■ **YOUR GOAL**
Rewrite all of the material below, swapping every "innermost point" for "central point" and changing nothing else, and leave the pictures out.

## BEGIN DATA PROVIDED

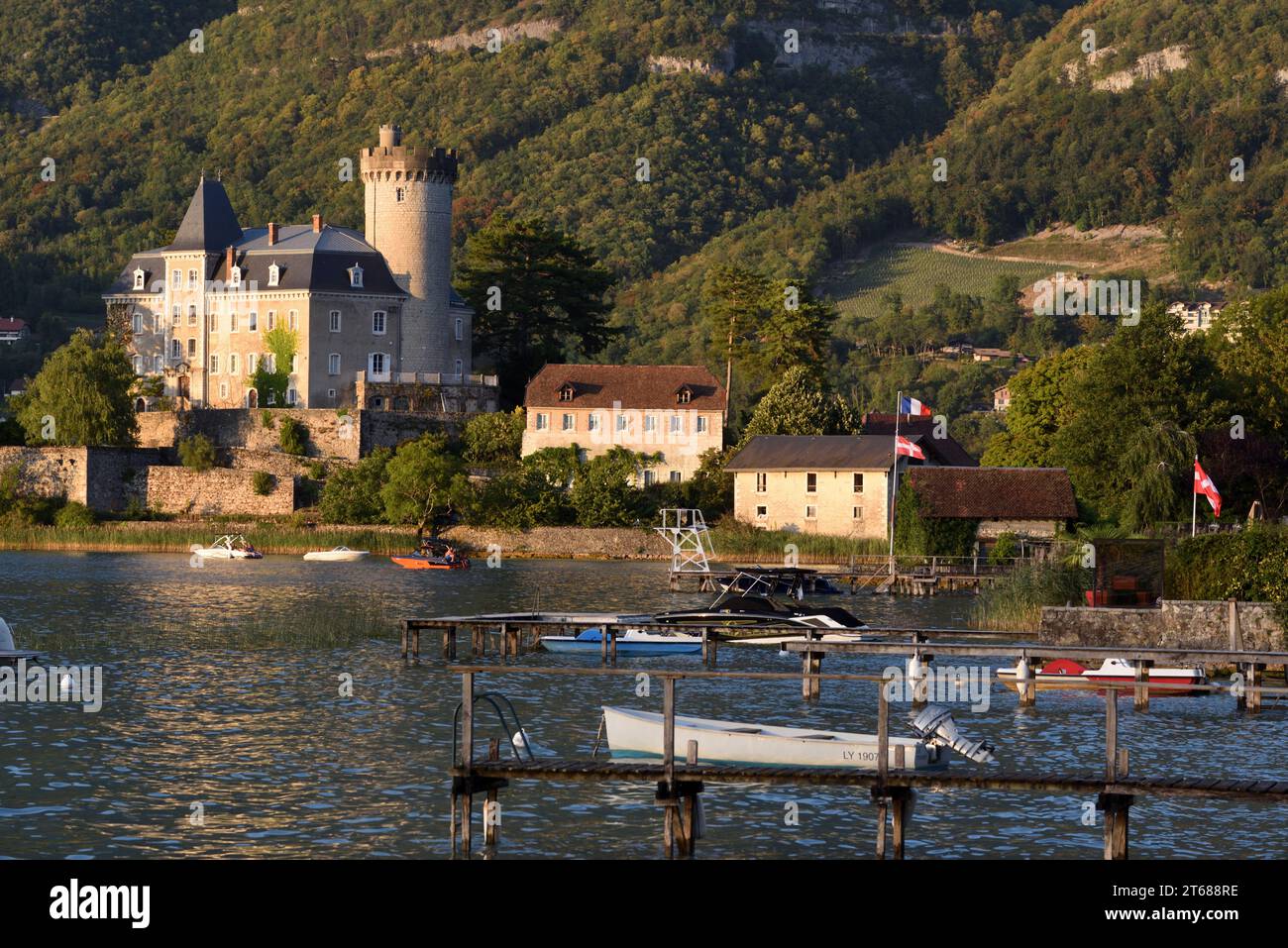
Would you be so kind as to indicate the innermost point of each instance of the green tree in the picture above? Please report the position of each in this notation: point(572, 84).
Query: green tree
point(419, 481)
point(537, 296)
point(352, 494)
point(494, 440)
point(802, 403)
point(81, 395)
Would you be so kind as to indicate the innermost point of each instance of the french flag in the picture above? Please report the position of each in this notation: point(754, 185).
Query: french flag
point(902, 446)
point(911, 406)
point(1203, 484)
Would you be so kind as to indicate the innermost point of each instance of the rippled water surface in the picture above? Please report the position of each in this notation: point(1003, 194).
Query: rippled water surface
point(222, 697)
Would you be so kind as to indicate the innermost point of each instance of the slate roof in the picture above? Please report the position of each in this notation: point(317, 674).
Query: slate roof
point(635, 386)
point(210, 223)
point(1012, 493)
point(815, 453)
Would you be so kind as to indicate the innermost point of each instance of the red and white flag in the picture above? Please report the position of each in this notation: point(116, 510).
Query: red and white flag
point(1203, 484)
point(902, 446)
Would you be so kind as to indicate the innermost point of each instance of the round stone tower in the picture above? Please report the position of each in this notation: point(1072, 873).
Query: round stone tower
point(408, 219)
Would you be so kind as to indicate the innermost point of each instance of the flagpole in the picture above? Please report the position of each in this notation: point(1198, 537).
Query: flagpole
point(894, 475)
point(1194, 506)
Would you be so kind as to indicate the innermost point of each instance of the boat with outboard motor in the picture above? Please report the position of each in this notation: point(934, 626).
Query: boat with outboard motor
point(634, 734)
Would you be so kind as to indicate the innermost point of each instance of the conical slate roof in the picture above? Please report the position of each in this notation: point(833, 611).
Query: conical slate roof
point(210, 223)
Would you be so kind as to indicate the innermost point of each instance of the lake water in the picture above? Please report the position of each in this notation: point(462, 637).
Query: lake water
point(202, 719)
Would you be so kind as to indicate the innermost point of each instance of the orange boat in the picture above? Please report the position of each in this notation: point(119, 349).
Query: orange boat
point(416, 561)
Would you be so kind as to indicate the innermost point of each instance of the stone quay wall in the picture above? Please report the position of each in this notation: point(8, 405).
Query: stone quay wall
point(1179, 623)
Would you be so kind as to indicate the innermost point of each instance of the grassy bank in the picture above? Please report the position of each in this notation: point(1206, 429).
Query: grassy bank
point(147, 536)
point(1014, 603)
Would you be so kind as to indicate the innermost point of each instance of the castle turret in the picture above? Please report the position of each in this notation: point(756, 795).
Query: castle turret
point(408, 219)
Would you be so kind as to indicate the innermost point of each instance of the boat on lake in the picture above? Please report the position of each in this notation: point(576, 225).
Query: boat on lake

## END DATA PROVIDED

■ **ANSWER FOR THIS EXERCISE**
Would you be so kind as to indicate the central point of each instance of the green tree in the picture above? Please report the position of each in this notation: point(572, 84).
Query: green tree
point(419, 481)
point(537, 296)
point(352, 494)
point(494, 440)
point(802, 403)
point(81, 395)
Would you be so kind as to indicate the central point of each instance of the french flag in the picture above? Please report the position of each in this notation: point(754, 185).
Query: french flag
point(902, 446)
point(911, 406)
point(1203, 484)
Would you be so kind as to indicate the central point of each instance of the rippled water surface in the picture above? Please report the position of each in this notation: point(1003, 194).
Query: rippled water surface
point(222, 697)
Would you be so kind as to indicate the central point of each instance of the slate roof in the picture above? Please report the position of each in this notation: point(317, 674).
Query: slate roof
point(635, 386)
point(210, 223)
point(1012, 493)
point(815, 453)
Would you be so kind as to indicate the central point of each instance of the red and white flag in the picture above? Please report the position of each in this notation: point(116, 510).
Query: red and white flag
point(1203, 484)
point(902, 446)
Would you be so kind as to indicate the central point of each instance of the round stone tower in the picture above? Please report the position of each in this notation: point(1072, 873).
Query: round stone tower
point(408, 219)
Would you be so kind as to indicate the central point of each instance of the flagpole in the picture above? Please report the position of each in this notation: point(1198, 537).
Query: flagpole
point(894, 475)
point(1194, 506)
Would you be so kind as to indicate the central point of each instance of the boat with outboard motor in the picture above? Please report the position of each in this notation: point(934, 626).
Query: boat with outboard motor
point(634, 734)
Would you be so kind as to indicate the central point of each instance of the conical slate roof in the picture above? Please report the position of each in this notation: point(833, 611).
Query: conical slate roof
point(210, 223)
Would you be so kind as to indicate the central point of each instance of the lake water in the picture above? Please report the position of each in this notation: point(462, 637).
Query: lake water
point(202, 719)
Would you be so kind as to indicate the central point of each instance of the orange boat in the picture above? Please report the position of each in this notation: point(119, 349).
Query: orange boat
point(416, 561)
Would you be so kind as to indicate the central point of each instance of the stone quay wall in the picture above? Please report the position of each in this notation: point(8, 405).
Query: stone quay wall
point(1179, 623)
Would you be so kind as to indicate the central point of each instance of the grassy bank in the picture above? Please report the position of each in this notation: point(1206, 429).
Query: grassy bank
point(147, 536)
point(1014, 603)
Would you be so kind as to indicate the central point of each instance of the castle turret in the picture above? Please report the position of each in this notation: point(756, 795).
Query: castle turret
point(408, 219)
Would you be so kind as to indicate the central point of each instance of the boat on lake in the picture above? Please report the position of each in this notation: point(576, 225).
Query: boat on lake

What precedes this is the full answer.